Exercise inputs -

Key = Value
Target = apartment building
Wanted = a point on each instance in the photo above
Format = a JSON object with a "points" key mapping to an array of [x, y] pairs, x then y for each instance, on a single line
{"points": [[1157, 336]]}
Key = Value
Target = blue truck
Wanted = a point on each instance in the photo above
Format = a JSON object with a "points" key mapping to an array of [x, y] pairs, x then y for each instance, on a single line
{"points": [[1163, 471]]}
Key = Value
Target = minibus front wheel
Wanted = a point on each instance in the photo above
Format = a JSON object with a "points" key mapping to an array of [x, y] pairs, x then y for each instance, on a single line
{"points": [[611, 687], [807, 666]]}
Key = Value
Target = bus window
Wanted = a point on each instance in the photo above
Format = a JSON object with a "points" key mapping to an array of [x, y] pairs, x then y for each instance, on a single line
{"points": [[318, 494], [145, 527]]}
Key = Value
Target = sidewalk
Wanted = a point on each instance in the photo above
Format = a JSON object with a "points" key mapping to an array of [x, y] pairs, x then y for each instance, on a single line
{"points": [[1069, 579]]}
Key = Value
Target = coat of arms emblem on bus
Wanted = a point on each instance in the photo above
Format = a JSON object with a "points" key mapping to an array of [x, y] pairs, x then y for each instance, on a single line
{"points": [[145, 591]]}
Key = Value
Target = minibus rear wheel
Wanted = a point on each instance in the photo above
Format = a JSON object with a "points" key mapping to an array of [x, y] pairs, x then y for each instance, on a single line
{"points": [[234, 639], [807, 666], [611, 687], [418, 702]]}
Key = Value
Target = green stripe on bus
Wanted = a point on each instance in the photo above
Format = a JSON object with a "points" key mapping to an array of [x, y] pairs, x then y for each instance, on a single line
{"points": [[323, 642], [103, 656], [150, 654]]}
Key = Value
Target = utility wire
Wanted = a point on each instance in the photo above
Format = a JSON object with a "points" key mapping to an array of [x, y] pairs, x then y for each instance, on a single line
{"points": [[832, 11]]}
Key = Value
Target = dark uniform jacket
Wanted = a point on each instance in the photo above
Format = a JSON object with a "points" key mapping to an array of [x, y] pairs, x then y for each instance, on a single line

Problem -
Reprint the entire listing exactly.

Exercise answer -
Key = Value
Target = apartment building
Wanted = a point on each instance in the photo above
Format = a JSON object with a "points" key mapping to an array of [x, y] pairs, x then y for each instance, on a single line
{"points": [[1157, 336]]}
Key = Value
Target = blue truck
Wanted = a point on each instance in the photo above
Format = a JSON object with a "points" key mapping to an array of [x, y] pairs, x then y for each instance, on a single line
{"points": [[1163, 471]]}
Key = Value
Target = minibus front wheel
Wanted = a point on each instance in the photo above
Format = a JSON object with a "points" key mapping to an array of [x, y] pairs, x then y for each instance, on a single line
{"points": [[611, 687], [807, 666]]}
Key = Value
Target = bus window
Wanted = a point on each instance in the photo above
Format = a JSON object with a "points" key mapping to an array of [x, y] pairs, x then y for each instance, on a single line
{"points": [[318, 494], [145, 527]]}
Key = Value
Target = sidewalk
Wanted = a point on each instance in the photo above
Format = a JSON object with a "points" key mapping to an array of [x, y] pairs, x then y for each instance, on a single line
{"points": [[1069, 579]]}
Key = Value
Target = coat of arms emblem on bus
Wanted = a point on each instance in the photo above
Format = a JSON object with a "points" key mapping to an array of [x, y] pairs, x then y for each instance, on a single line
{"points": [[145, 591]]}
Key = Value
Target = minibus rear wheel
Wanted = a point on each instance in the photo above
Format = a JSON object with a "points" key mapping to an array of [x, y] pairs, x then y for each instance, on a single line
{"points": [[234, 639], [807, 666], [611, 687], [418, 702]]}
Key = Value
Target = green stripe on bus
Wanted = a point on each instance in the photo above
Format = a JSON object with a "points" key mapping to an array of [x, y] pairs, x then y for each instance, on a single line
{"points": [[323, 642], [103, 656], [150, 654]]}
Key = Value
Target = utility wire
Wanted = a point on each instance in the photo above
Format = a JSON object with a "points" key mapping to an array of [x, y] pairs, x then y for each instance, on a single line
{"points": [[832, 11]]}
Key = Value
Target = dark uniform jacket
Wanted = a point on each instance in the photo above
Format = a JSON object with a "points" key mapping to an array of [x, y] pairs, x then y for each instance, on a single line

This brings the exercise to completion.